++++ TEXT TO READ ++++

Novelty Search May 1, 2025

This episode explores the upcoming Yuma 3 (YC3) consensus upgrade for BitTensor, detailing its mechanics and sparking debate on its potential to reshape validator competition and subnet security.

Introducing Ref: A Key BitTensor Developer

• The host introduces Ref, a highly knowledgeable and active developer within the BitTensor ecosystem.
• Ref's significant contributions include writing Commit Reveal 2 (with version 3 in deployment), leading the Church Route Discord for developers, driving efforts against weight copying, and running one of the first compute subnets (Subnet 12).
• He also created widely used tools like the Grafana Back Tensor dashboard.
• The host shares a personal anecdote about initially hiring and firing Ref from Upwork, only for Ref to become a core contributor.

The Evolution of Yuma Consensus: From YC1 to YC3

• The host provides context on BitTensor's consensus mechanisms, starting with Yuma Consensus 1 (YC1) outlined in the whitepaper, which proved flawed.

++++

— GOAL —
Summarize the episode notes above in two sentences.

++++ ITEMS ++++

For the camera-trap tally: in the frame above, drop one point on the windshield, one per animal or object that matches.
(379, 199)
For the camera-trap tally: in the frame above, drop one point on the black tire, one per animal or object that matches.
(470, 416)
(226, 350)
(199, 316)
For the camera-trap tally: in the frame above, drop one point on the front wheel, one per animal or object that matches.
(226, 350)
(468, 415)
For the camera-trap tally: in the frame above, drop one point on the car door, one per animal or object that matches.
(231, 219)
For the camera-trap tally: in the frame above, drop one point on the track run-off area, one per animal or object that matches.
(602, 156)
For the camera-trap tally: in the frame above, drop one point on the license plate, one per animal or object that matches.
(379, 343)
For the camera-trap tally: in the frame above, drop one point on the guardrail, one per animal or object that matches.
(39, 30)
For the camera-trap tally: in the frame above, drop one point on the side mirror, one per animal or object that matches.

++++

— TASK RESPONSE —
The episode covers BitTensor's upcoming Yuma 3 (YC3) consensus upgrade, explaining how it works and debating how it might reshape validator competition and subnet security. The host introduces Ref, a BitTensor developer who wrote Commit Reveal 2, leads the Church Route Discord for developers, works against weight copying, ran Subnet 12, and built the Grafana Back Tensor dashboard, before tracing the consensus mechanisms back to the flawed Yuma Consensus 1 from the whitepaper.